## EXERCISE
Print every record exactly, but leave out the pictures.
━━━
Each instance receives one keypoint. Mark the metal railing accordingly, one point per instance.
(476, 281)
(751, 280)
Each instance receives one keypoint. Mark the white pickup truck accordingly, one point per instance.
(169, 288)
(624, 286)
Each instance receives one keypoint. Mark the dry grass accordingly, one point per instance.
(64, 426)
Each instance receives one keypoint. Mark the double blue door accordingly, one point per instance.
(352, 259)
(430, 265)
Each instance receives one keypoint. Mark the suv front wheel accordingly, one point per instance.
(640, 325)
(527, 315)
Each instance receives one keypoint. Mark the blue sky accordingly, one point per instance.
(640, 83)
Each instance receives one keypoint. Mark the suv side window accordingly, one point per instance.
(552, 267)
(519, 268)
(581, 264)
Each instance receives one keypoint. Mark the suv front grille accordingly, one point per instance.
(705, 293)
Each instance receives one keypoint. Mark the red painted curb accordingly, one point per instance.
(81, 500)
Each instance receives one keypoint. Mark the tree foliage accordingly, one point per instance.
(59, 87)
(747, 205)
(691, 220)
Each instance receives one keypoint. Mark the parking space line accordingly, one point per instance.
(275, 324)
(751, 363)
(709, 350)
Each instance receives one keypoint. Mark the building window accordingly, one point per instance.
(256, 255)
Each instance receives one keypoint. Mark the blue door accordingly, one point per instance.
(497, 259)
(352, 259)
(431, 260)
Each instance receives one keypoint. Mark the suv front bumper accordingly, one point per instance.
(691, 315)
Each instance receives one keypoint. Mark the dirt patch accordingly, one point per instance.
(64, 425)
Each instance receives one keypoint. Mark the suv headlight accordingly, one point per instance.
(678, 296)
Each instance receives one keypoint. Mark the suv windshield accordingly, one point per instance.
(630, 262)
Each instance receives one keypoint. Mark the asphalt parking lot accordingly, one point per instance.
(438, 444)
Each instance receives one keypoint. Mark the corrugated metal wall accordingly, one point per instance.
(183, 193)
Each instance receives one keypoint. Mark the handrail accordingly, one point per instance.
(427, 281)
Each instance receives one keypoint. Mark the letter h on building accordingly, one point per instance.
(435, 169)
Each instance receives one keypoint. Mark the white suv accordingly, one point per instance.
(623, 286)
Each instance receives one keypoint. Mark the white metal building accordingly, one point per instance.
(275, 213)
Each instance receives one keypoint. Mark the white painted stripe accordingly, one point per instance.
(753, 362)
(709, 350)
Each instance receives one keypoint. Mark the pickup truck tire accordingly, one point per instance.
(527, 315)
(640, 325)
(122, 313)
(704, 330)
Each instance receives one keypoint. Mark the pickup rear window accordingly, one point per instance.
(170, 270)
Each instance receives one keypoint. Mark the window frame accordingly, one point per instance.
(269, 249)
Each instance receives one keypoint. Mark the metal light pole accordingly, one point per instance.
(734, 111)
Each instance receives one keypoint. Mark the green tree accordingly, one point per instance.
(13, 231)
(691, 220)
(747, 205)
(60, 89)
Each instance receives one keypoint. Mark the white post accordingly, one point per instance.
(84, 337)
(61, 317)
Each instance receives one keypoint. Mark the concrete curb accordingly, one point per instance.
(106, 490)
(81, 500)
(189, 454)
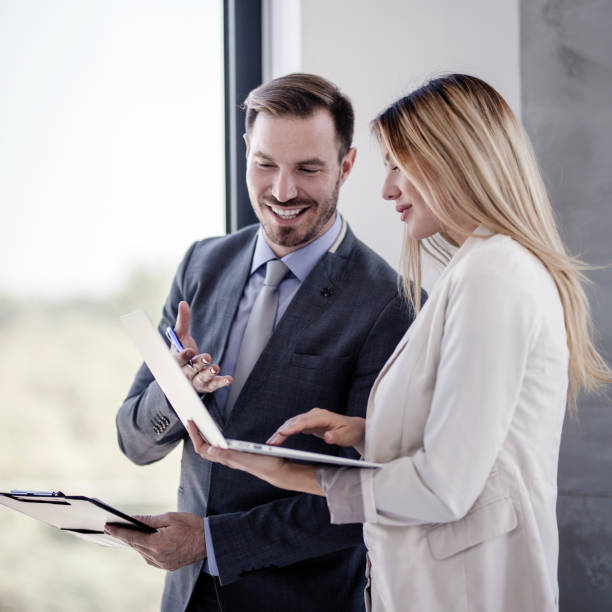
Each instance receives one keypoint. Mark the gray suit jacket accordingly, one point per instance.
(273, 546)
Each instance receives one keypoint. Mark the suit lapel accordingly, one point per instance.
(309, 304)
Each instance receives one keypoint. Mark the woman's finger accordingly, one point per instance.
(315, 421)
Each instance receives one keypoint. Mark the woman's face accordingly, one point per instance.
(409, 203)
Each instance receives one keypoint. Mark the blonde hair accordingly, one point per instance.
(473, 164)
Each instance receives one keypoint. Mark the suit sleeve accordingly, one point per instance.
(490, 324)
(296, 528)
(147, 426)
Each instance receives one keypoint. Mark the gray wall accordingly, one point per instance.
(566, 80)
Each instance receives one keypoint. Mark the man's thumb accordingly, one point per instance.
(182, 320)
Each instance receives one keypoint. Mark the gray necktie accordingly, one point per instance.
(258, 330)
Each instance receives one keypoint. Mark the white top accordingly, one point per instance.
(467, 416)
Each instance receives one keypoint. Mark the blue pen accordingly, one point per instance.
(176, 343)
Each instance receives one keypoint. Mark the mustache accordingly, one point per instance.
(293, 203)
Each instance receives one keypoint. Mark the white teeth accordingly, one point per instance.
(287, 213)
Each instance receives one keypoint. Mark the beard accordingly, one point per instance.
(295, 236)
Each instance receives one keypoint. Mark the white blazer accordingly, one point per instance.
(467, 417)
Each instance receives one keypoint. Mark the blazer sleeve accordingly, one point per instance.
(296, 528)
(491, 321)
(147, 426)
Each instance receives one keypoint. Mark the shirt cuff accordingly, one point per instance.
(342, 487)
(210, 565)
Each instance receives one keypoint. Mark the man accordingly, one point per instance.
(237, 543)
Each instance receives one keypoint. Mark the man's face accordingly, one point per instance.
(293, 177)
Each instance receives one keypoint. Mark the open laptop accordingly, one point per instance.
(188, 405)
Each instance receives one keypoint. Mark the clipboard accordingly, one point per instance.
(79, 515)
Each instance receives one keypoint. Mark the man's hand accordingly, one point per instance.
(203, 374)
(179, 540)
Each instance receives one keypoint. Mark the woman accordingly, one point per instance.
(466, 415)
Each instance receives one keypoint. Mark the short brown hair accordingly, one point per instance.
(301, 94)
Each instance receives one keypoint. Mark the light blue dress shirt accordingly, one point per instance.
(300, 263)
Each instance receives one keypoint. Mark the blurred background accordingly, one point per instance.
(120, 145)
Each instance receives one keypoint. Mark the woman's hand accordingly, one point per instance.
(278, 472)
(332, 427)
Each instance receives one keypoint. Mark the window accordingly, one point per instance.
(112, 163)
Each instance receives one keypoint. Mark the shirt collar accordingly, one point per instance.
━━━
## SOLUTION TO THE EXERCISE
Each instance receives one keypoint. Mark the metal railing accordingly, one point per instance.
(476, 281)
(751, 280)
Each instance receives one keypoint. Mark the white pickup truck accordingly, one point per instance.
(169, 288)
(624, 286)
Each instance receives one keypoint. Mark the dry grass accordingly, one point per instance.
(64, 426)
Each instance receives one keypoint. Mark the double blue door accordingly, one point per instance.
(352, 259)
(430, 265)
Each instance receives one keypoint. Mark the suv front wheel accordingly, one point per instance.
(640, 325)
(527, 315)
Each instance receives one keypoint. Mark the blue sky accordingly, one point per instance.
(640, 83)
Each instance receives one keypoint. Mark the suv side window accordingly, one point per instance.
(552, 267)
(519, 268)
(581, 264)
Each instance receives one keypoint. Mark the suv front grille accordingly, one point per instance.
(705, 293)
Each instance receives one keypoint. Mark the red painted curb accordingly, one point per instance.
(81, 500)
Each instance receives one keypoint. Mark the tree foliage accordingly, one point per instance.
(59, 87)
(747, 205)
(691, 220)
Each instance receives one keypoint. Mark the parking space line accordingly, one point per instance.
(275, 324)
(751, 363)
(709, 350)
Each instance receives one keypoint. Mark the building window accordingly, one point per instance.
(256, 255)
Each instance receives one keypoint. Mark the blue door accordingly, one point per instance.
(497, 259)
(352, 259)
(431, 260)
Each instance receives one keypoint. Mark the suv front bumper accordingly, one point per instance.
(691, 315)
Each instance receives one keypoint. Mark the dirt patch accordingly, one point per instance.
(64, 425)
Each instance receives one keypoint. Mark the suv headlight accordingly, one point per instance.
(678, 296)
Each instance receives one keypoint. Mark the suv windshield accordingly, one point per instance.
(630, 262)
Each instance receives one keypoint. Mark the asphalt parking lot accordingly, one point per instance.
(438, 444)
Each instance receives one keypoint. Mark the corrugated metal wall accordingly, one point per instance.
(183, 193)
Each instance receives one keypoint. Mark the handrail accordingly, one point per instance.
(427, 281)
Each instance receives one keypoint. Mark the letter h on building accordingly, one point per instance.
(435, 169)
Each instance receives one keypoint. Mark the white suv accordingly, one point per instance.
(623, 286)
Each instance receives one keypoint. Mark the white metal building accordingly, one point per instance.
(275, 213)
Each instance receives one keypoint. Mark the white painted stripe accordingly, one point per instance.
(753, 362)
(709, 350)
Each instance receives one keypoint. Mark the pickup truck tire accordingly, one point per instance.
(527, 315)
(640, 325)
(122, 313)
(704, 330)
Each instance receives one keypoint. Mark the pickup rear window accordingly, one point per instance.
(170, 270)
Each instance receives one keypoint. Mark the window frame accordingly, one point per instance.
(269, 249)
Each instance receives one keypoint. Mark the metal light pole accordingly, one point per instance.
(734, 111)
Each instance receives one keypoint. Mark the green tree accordingly, one point per instance.
(13, 231)
(691, 220)
(747, 205)
(60, 89)
Each instance receives one keypoint. Mark the white post accordingly, one point per instance.
(84, 337)
(61, 317)
Each instance receives one keypoint. Mark the concrete curb accordingly, one point per instance.
(106, 490)
(81, 500)
(189, 454)
Each instance receives one keypoint. Mark the gray suit jacket accordingly, one point per instance.
(273, 546)
Each instance receives one keypoint. Mark the suit lapel accordingly, one point per instance.
(309, 304)
Each instance receives one keypoint. Mark the woman's finger accordingly, one point per instance.
(315, 421)
Each instance receives one keypoint. Mark the woman's face accordingly, one point per instance.
(409, 203)
Each instance receives one keypoint. Mark the blonde hair accordingly, one point per instance.
(473, 164)
Each instance receives one keypoint. Mark the suit sleeve accordingly, one point per instance.
(490, 324)
(296, 528)
(147, 426)
Each instance receives one keypoint. Mark the gray wall accordingly, one point per instance.
(566, 80)
Each instance receives one keypoint. Mark the man's thumb accordingly, one point per instance.
(182, 320)
Each instance receives one keypoint. Mark the gray necktie accordingly, one point per instance.
(258, 330)
Each instance receives one keypoint. Mark the white top accordingly, one point per instance.
(467, 416)
Each instance receives one keypoint. Mark the blue pen accordingly, one point per instance.
(176, 343)
Each instance receives one keypoint. Mark the mustache accordingly, one point per instance.
(293, 203)
Each instance receives one keypoint. Mark the white teeth accordingly, one point per instance.
(287, 213)
Each instance receives one keypoint. Mark the beard accordingly, one point per instance.
(295, 236)
Each instance receives one keypoint. Mark the white blazer accordingly, one point per instance.
(467, 417)
Each instance receives one keypoint. Mark the blazer sleeve accordingly, one point per instance.
(296, 528)
(491, 321)
(147, 426)
Each instance receives one keypoint. Mark the shirt cuff accordingly, one point per instance.
(342, 487)
(210, 565)
Each instance receives one keypoint. Mark the man accordingly, one point per instance.
(237, 543)
Each instance receives one keypoint. Mark the man's face accordingly, one point per instance.
(293, 177)
Each instance receives one keypoint. Mark the open laptop accordingly, one point per instance.
(188, 405)
Each instance receives one keypoint. Mark the clipboard accordingly, one point per instance.
(79, 515)
Each instance receives one keypoint. Mark the man's hand accordingly, one point per instance.
(203, 374)
(179, 540)
Each instance receives one keypoint. Mark the woman accordingly, one point per instance.
(466, 415)
Each instance receives one keypoint. Mark the short brown hair accordingly, one point per instance.
(301, 94)
Each instance receives one keypoint. Mark the light blue dress shirt accordingly, one point per instance.
(300, 263)
Each instance receives one keypoint. Mark the blurred background accordingly, one point per instance.
(120, 145)
Each instance receives one keypoint. Mark the woman's hand accordingly, one point per instance.
(278, 472)
(332, 427)
Each instance receives one keypoint. Mark the window accordingly, one point per instance.
(112, 163)
Each instance receives one keypoint. Mark the shirt collar accordingly, one point per instance.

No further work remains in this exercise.